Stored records
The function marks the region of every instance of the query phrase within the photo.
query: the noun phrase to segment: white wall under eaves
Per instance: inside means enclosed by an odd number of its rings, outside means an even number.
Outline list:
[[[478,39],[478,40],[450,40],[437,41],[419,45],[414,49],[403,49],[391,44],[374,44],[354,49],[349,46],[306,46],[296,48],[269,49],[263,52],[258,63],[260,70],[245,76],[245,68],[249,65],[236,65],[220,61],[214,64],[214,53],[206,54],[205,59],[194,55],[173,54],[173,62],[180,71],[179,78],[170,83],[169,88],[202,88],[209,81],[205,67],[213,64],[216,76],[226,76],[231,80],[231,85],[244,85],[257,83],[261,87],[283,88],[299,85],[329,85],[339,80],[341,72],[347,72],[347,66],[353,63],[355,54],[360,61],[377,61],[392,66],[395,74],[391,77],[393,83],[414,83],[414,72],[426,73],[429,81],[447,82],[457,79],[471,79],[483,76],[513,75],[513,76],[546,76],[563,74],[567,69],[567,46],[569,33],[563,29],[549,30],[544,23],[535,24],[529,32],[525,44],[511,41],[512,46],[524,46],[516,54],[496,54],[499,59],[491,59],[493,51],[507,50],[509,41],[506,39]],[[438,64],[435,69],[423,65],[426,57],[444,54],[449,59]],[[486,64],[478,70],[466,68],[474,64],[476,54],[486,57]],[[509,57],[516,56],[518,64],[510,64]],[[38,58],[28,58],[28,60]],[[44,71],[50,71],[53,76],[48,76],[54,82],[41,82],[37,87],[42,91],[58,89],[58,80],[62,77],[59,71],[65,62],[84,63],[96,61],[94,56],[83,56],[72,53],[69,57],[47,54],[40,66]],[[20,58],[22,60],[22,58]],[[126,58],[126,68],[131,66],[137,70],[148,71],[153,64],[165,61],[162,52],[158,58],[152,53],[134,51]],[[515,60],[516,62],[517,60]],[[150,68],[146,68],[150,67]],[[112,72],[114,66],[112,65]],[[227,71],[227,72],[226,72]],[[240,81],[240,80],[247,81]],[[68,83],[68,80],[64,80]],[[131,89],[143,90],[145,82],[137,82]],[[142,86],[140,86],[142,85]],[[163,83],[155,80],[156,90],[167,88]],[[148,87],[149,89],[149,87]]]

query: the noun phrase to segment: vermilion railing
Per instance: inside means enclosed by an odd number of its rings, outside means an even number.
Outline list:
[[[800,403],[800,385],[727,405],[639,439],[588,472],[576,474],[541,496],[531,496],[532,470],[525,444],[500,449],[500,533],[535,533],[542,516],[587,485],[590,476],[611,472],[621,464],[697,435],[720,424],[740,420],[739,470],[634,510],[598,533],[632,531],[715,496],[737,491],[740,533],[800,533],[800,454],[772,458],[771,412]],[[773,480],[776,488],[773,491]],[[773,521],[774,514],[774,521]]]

• **What to work on**: Across all the records above, find each line with "noun" in it and copy it.

• **Result of this exercise**:
query: the noun phrase to segment: white wall under eaves
query: the noun phrase to segment: vermilion railing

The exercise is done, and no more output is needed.